REQUISITOS:
Reproduza os dados abaixo, substituindo "mud brick wall" por "stone wall" e mantendo todo o restante inalterado.

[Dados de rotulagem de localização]

..........

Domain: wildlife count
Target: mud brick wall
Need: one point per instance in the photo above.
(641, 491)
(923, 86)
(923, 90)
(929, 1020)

..........

SOLUÇÃO DO EXERCÍCIO:
Domain: wildlife count
Target: stone wall
Need: one point per instance in the photo above.
(641, 491)
(923, 86)
(923, 90)
(929, 1020)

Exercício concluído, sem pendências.